### WORK TASK
Copy every line of the material below word for word.

### DATA SECTION
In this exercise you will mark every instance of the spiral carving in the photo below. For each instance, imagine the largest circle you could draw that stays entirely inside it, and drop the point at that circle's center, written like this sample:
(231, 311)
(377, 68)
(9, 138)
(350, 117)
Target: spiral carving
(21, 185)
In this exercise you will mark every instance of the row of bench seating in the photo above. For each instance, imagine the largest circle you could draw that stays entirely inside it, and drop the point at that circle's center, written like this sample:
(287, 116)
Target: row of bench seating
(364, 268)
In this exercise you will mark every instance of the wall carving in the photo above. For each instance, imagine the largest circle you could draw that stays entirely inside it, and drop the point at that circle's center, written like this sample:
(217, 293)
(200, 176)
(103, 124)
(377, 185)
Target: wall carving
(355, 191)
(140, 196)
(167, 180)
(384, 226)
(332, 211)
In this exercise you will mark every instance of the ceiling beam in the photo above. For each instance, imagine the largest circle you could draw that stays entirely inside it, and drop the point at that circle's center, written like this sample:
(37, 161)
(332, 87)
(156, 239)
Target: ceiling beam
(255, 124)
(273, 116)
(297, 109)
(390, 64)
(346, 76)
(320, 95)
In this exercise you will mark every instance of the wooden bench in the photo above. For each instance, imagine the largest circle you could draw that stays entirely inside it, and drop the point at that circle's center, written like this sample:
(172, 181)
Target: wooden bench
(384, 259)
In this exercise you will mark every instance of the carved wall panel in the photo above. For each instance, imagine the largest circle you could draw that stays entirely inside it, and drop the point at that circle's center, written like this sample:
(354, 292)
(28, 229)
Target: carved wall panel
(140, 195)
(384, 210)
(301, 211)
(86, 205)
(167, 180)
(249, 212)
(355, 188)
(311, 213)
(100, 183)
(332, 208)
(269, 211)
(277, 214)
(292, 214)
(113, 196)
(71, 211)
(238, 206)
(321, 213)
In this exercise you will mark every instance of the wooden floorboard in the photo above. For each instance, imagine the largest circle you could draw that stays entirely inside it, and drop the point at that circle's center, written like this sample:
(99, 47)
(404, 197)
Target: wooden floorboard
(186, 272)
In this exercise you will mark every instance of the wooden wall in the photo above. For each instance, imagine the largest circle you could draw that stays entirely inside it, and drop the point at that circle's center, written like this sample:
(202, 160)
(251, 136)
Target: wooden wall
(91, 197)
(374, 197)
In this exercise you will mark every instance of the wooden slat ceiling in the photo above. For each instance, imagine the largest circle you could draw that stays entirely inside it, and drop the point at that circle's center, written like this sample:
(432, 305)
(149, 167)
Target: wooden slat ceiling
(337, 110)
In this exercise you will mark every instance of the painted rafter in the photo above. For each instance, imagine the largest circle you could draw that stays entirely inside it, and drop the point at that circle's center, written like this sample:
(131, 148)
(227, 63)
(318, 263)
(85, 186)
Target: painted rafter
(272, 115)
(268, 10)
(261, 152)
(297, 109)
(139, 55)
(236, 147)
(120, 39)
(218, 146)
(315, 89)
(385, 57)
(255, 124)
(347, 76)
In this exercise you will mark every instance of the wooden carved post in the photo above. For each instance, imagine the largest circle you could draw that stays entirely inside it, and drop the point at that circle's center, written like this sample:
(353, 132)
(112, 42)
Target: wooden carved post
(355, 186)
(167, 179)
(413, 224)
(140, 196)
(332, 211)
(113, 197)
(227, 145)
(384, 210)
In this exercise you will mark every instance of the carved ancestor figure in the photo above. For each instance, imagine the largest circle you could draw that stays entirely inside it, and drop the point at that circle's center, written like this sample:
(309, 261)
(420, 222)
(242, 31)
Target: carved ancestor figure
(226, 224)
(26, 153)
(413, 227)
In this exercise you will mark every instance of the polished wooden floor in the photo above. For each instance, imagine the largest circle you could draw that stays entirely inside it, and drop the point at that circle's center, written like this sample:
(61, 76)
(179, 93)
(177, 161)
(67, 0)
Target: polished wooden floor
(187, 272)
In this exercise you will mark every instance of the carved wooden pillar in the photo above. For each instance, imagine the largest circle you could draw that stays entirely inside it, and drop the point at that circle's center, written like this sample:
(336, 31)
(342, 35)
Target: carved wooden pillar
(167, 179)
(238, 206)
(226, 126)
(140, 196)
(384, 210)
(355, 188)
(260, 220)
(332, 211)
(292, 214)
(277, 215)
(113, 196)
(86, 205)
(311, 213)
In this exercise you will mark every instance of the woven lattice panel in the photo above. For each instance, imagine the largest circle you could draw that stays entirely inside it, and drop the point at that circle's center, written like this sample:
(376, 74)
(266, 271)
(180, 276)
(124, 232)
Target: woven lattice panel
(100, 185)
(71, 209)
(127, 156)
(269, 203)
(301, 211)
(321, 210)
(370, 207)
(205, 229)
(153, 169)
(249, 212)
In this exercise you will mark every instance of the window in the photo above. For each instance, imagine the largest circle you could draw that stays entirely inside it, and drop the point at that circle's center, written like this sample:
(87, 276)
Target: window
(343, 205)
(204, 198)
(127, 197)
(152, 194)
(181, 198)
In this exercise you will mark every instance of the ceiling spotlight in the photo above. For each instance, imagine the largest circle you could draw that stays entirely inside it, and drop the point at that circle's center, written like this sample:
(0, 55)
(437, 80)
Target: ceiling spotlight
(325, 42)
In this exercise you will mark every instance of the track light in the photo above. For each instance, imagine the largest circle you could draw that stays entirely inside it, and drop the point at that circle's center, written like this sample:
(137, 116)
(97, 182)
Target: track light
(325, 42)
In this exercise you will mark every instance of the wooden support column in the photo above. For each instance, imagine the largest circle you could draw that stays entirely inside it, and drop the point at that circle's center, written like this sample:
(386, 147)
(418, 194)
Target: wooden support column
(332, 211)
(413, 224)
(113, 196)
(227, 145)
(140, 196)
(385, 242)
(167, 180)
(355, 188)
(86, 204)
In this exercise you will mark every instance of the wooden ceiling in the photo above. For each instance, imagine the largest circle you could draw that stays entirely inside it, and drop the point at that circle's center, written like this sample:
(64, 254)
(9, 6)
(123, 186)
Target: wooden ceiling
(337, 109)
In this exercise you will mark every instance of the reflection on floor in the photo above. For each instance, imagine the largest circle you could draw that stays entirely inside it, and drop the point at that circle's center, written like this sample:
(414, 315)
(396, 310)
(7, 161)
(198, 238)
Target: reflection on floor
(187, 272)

### EXERCISE SOLUTION
In this exercise you will mark every instance of the spiral carving in the photo below. For each instance, imagine the largest circle you could draw that stays entirely inside it, and drop the point at that circle's center, written like this sample:
(231, 311)
(377, 68)
(9, 138)
(350, 117)
Target: spiral carving
(21, 185)
In this exercise you will mark every instance of the row of bench seating in the photo above. For each instance, imagine the largest circle you could draw that stays entirely inside it, and drop the point at that circle's center, written like this sample:
(287, 116)
Target: row of bench seating
(364, 268)
In this exercise you will mark every instance of the wall carving in the photo above. For each instance, imagine the largest circle you could draw that stays entirely inside it, and drop the point at that circle's center, written like this sample:
(217, 293)
(200, 176)
(103, 124)
(377, 185)
Target: wall carving
(355, 191)
(140, 196)
(167, 180)
(384, 226)
(332, 211)
In this exercise you will mark every instance of the ceiling beam in the photo above. For each instance, imagine the largest circle you could draw that stays entirely inside it, and drop the point at that circle's center, written like this sample:
(37, 161)
(332, 87)
(156, 239)
Target: ceiling beam
(255, 124)
(273, 116)
(297, 109)
(390, 64)
(346, 76)
(320, 95)
In this exercise you will mark every instance of the wooden bench in the photo above. For each instance, imagine the largest circle you could draw that stays entirely inside it, and drop the point at that circle's center, written like this sample:
(172, 181)
Target: wooden bench
(384, 259)
In this exercise you will mark every instance of the carved wall panel in the photo above. For each instance, imagine the largest circle you could draw that stays entirely inside it, and drop the point at that circle's center, written like this sample:
(354, 292)
(28, 229)
Target: carved wall panel
(140, 195)
(384, 210)
(301, 211)
(86, 205)
(167, 180)
(249, 212)
(355, 188)
(311, 213)
(100, 183)
(332, 208)
(269, 211)
(277, 214)
(292, 214)
(113, 196)
(71, 211)
(238, 206)
(321, 213)
In this exercise you will mark every instance of the wooden floorboard in the photo above. For each instance, imagine the largest circle you could draw that stays entirely inside it, and drop the point at that circle's center, written like this sample:
(99, 47)
(404, 197)
Target: wooden floorboard
(186, 272)
In this exercise you will mark every instance of the wooden wall in the photo above. For each instance, imagine the largest circle you could draw that stays entirely inside it, and drop the point at that circle's center, written like this sample:
(202, 160)
(251, 136)
Target: wooden wall
(91, 197)
(374, 197)
In this exercise you will mark every instance of the wooden slat ceiling in the photo above. For each instance, imagine the largest circle you could draw that stays entirely inside it, and drop the point at that circle's center, written like this sample:
(432, 305)
(149, 167)
Target: wooden slat ceiling
(337, 110)
In this exercise you will mark every instance of the painted rafter in the photo above. For each instance, imagine the largest circle you could draw that stays entirely inside it, and drop the point at that circle's center, written like this sample:
(131, 148)
(227, 63)
(318, 263)
(85, 186)
Target: painted rafter
(272, 115)
(268, 10)
(261, 152)
(297, 109)
(139, 55)
(236, 147)
(120, 39)
(218, 146)
(315, 89)
(385, 57)
(255, 124)
(347, 76)
In this exercise you will mark every instance of the wooden carved post in the photo above. For each instance, imagine the largest circle you could draw that stays entirely inside it, and drop the point at that circle's center, written like this sample:
(353, 132)
(112, 42)
Target: wooden carved post
(355, 186)
(167, 179)
(413, 224)
(140, 196)
(332, 211)
(113, 197)
(227, 145)
(384, 210)
In this exercise you will mark every instance of the carved ancestor figure in the photo above. For each instance, imagine the largest circle you could draw that stays entirely inside it, and drop the point at that circle's center, written like this sample:
(309, 261)
(420, 222)
(242, 31)
Target: carved ancestor figure
(226, 224)
(26, 153)
(413, 227)
In this exercise you will mark every instance of the polished wooden floor in the photo above. For each instance, imagine the largest circle you could draw that stays entirely inside it, and drop the point at that circle's center, written like this sample:
(61, 76)
(179, 93)
(177, 161)
(67, 0)
Target: polished wooden floor
(187, 272)
In this exercise you will mark every instance of the carved wooden pillar in the photo above. For each instance, imagine the largest circle you could draw that stays entirely inside it, and drop the point at that circle's center, written like this sample:
(336, 31)
(342, 35)
Target: carved wooden pillar
(167, 179)
(238, 206)
(226, 126)
(140, 196)
(384, 210)
(355, 188)
(260, 220)
(332, 211)
(292, 214)
(277, 215)
(113, 196)
(86, 205)
(311, 213)
In this exercise you will mark every instance of the woven lattice panel in the photo above. For each instance, imagine the largest circle you could draw that stays entirely inside it, and drop the point at that circle's center, written like this sample:
(376, 74)
(266, 271)
(180, 276)
(124, 232)
Target: woven lattice panel
(100, 185)
(71, 209)
(127, 156)
(269, 203)
(301, 211)
(321, 210)
(370, 207)
(205, 229)
(153, 169)
(249, 212)
In this exercise you will mark every instance of the window in the photo above. For each instance, imagine the largest circle you could draw that stays entirely inside it, and drop the point at that circle's center, written like this sample:
(87, 276)
Target: window
(343, 205)
(204, 198)
(127, 197)
(152, 194)
(181, 198)
In this exercise you will mark every instance of the ceiling spotlight in the photo above. For each instance, imagine the largest circle you could draw that stays entirely inside it, and drop the point at that circle's center, written like this sample:
(0, 55)
(437, 80)
Target: ceiling spotlight
(325, 42)
In this exercise you will mark every instance of the track light in the photo above. For each instance, imagine the largest circle you could draw that stays entirely inside it, and drop the point at that circle's center, written like this sample:
(137, 116)
(97, 182)
Target: track light
(325, 42)
In this exercise you will mark every instance of the wooden support column in the photo above. For each instance, imagine the largest circle you could draw that stays entirely inside it, and drop the point at that circle's center, written like this sample:
(386, 147)
(418, 194)
Target: wooden support column
(332, 211)
(413, 224)
(113, 196)
(227, 145)
(140, 196)
(385, 242)
(167, 180)
(355, 188)
(86, 204)
In this exercise you will mark every instance of the wooden ceiling in the photo above. For each instance, imagine the largest circle you could draw that stays entirely inside it, and drop the point at that circle's center, written like this sample:
(64, 254)
(9, 6)
(123, 186)
Target: wooden ceiling
(337, 109)
In this exercise you will mark every instance of the reflection on floor in the photo above. For each instance, imagine the largest circle you could draw that stays entirely inside it, and drop the point at that circle's center, written like this sample:
(414, 315)
(396, 310)
(7, 161)
(198, 238)
Target: reflection on floor
(187, 272)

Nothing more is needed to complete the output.